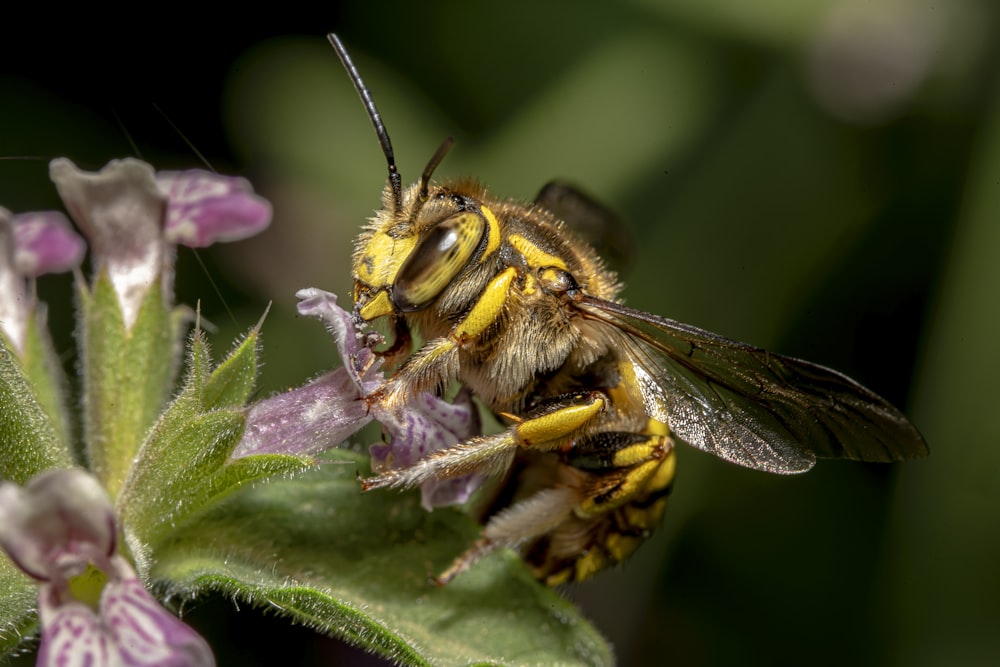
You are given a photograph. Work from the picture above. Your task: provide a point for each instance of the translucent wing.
(749, 406)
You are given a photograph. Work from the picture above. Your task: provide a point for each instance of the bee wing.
(749, 406)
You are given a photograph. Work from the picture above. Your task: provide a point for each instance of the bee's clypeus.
(514, 305)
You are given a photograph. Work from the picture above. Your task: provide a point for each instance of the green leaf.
(17, 607)
(233, 380)
(359, 566)
(41, 366)
(29, 441)
(128, 376)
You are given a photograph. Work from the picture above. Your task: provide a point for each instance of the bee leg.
(626, 480)
(624, 466)
(516, 525)
(548, 427)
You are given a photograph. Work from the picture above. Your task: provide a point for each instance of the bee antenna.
(425, 178)
(383, 137)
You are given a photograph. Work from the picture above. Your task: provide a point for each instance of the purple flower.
(323, 413)
(203, 208)
(60, 529)
(133, 219)
(31, 244)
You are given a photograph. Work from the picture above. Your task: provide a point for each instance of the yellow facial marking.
(488, 308)
(381, 259)
(441, 255)
(535, 256)
(377, 307)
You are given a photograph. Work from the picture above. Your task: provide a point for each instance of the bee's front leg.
(436, 363)
(550, 427)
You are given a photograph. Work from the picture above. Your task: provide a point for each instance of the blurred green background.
(818, 177)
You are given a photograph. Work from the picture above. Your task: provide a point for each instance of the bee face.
(513, 305)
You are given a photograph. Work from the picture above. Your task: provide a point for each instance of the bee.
(514, 305)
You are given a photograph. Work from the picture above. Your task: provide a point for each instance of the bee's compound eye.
(439, 256)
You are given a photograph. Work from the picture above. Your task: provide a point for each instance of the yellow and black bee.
(514, 305)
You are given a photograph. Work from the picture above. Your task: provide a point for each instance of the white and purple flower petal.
(205, 208)
(128, 628)
(428, 424)
(60, 529)
(56, 524)
(312, 418)
(16, 304)
(44, 242)
(328, 410)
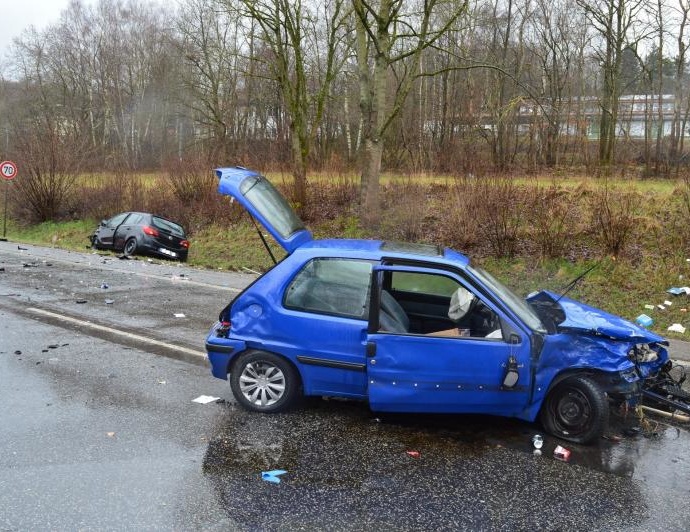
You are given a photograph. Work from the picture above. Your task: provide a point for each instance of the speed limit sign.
(8, 170)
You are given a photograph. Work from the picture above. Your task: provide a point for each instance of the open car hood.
(576, 316)
(256, 194)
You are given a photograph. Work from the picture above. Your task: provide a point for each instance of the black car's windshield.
(518, 305)
(167, 225)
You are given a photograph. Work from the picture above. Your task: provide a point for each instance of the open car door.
(256, 194)
(415, 365)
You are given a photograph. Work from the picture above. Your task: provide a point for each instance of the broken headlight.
(643, 353)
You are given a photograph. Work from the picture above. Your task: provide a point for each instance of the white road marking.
(117, 332)
(88, 262)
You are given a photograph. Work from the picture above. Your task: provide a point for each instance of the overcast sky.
(17, 15)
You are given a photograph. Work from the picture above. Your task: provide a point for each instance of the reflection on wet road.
(349, 470)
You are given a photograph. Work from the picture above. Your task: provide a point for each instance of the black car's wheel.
(264, 382)
(130, 247)
(576, 410)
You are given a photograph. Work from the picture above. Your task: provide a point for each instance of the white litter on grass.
(205, 399)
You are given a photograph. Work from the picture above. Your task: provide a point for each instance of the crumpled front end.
(615, 353)
(619, 367)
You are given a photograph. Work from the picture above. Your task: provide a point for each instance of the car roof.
(378, 250)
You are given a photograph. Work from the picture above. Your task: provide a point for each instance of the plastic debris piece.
(676, 291)
(561, 453)
(205, 399)
(632, 431)
(644, 320)
(272, 476)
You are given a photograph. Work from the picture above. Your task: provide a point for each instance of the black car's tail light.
(150, 231)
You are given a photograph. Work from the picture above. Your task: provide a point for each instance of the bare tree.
(390, 42)
(614, 21)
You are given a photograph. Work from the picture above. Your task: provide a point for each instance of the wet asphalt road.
(100, 432)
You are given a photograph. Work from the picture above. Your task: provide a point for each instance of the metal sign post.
(8, 171)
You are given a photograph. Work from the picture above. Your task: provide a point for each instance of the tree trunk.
(371, 169)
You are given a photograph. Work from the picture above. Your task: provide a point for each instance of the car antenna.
(263, 239)
(567, 288)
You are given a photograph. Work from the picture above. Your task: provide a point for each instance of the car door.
(441, 371)
(107, 230)
(128, 227)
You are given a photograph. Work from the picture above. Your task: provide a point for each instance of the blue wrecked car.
(416, 328)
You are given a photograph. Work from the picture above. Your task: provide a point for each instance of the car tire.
(264, 382)
(130, 247)
(576, 410)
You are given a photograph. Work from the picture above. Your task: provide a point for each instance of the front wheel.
(576, 410)
(264, 382)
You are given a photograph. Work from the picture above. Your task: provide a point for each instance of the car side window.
(134, 219)
(117, 220)
(331, 286)
(435, 305)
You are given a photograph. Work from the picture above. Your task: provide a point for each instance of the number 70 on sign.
(8, 169)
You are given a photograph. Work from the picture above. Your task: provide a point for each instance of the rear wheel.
(130, 247)
(576, 410)
(264, 382)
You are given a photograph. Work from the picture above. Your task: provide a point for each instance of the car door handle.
(371, 349)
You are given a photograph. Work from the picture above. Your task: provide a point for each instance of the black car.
(144, 233)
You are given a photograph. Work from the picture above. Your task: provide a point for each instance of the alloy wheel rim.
(262, 384)
(573, 412)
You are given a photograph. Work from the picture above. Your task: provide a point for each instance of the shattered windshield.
(518, 305)
(271, 205)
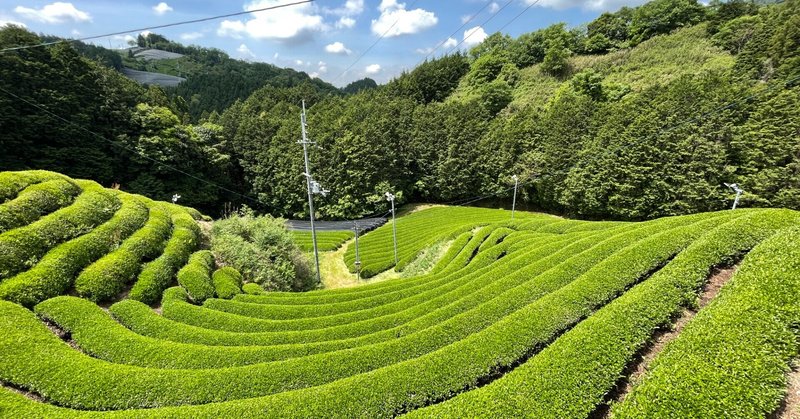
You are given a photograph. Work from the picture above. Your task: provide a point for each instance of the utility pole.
(514, 202)
(357, 263)
(390, 198)
(738, 191)
(312, 186)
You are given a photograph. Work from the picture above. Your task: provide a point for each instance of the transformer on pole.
(390, 198)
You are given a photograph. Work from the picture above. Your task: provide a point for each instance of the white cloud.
(395, 20)
(162, 8)
(191, 36)
(57, 12)
(337, 48)
(244, 51)
(6, 21)
(595, 5)
(350, 8)
(474, 36)
(345, 22)
(122, 41)
(449, 43)
(232, 28)
(289, 24)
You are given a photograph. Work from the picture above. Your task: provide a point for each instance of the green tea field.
(111, 305)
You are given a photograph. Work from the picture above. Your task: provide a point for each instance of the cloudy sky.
(323, 38)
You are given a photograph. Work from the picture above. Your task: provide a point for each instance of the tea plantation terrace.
(538, 317)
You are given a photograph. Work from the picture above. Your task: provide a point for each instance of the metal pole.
(394, 232)
(514, 202)
(305, 143)
(357, 263)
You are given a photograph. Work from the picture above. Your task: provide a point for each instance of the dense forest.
(644, 112)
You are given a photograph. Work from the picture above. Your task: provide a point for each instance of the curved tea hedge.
(539, 317)
(326, 240)
(74, 236)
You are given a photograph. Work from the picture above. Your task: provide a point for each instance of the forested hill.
(642, 113)
(214, 80)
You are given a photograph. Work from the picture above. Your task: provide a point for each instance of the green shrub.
(263, 250)
(326, 240)
(11, 183)
(438, 361)
(22, 247)
(731, 360)
(417, 231)
(195, 277)
(251, 288)
(107, 277)
(227, 282)
(157, 275)
(55, 273)
(35, 201)
(571, 376)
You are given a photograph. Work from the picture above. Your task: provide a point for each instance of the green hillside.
(643, 112)
(540, 316)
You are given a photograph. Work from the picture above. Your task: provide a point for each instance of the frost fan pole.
(390, 198)
(309, 181)
(514, 202)
(738, 191)
(357, 263)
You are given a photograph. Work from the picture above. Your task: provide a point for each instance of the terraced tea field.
(539, 317)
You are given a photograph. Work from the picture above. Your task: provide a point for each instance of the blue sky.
(322, 38)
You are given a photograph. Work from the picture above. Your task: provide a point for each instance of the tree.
(493, 44)
(663, 16)
(556, 58)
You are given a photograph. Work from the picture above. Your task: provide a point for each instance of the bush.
(157, 275)
(11, 183)
(195, 277)
(23, 247)
(263, 250)
(227, 282)
(55, 273)
(732, 359)
(37, 200)
(107, 277)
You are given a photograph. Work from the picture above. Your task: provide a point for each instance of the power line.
(168, 25)
(518, 15)
(471, 18)
(482, 25)
(45, 110)
(614, 150)
(371, 46)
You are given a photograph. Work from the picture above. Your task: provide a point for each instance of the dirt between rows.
(716, 281)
━━━━━━━━━━
TASK GOAL: From the line holding "the power line." through the final line of the data above, copy every line exactly as written. Include nothing else.

WRITTEN ANSWER:
You are given a photograph. Work from the picture above. Your task: provide a point for each instance of the power line.
(168, 25)
(518, 15)
(471, 18)
(482, 25)
(45, 110)
(614, 150)
(371, 46)
You are given a photograph. Work from the picture above. Your task: provide a point for each instance of the dirt between rows.
(716, 281)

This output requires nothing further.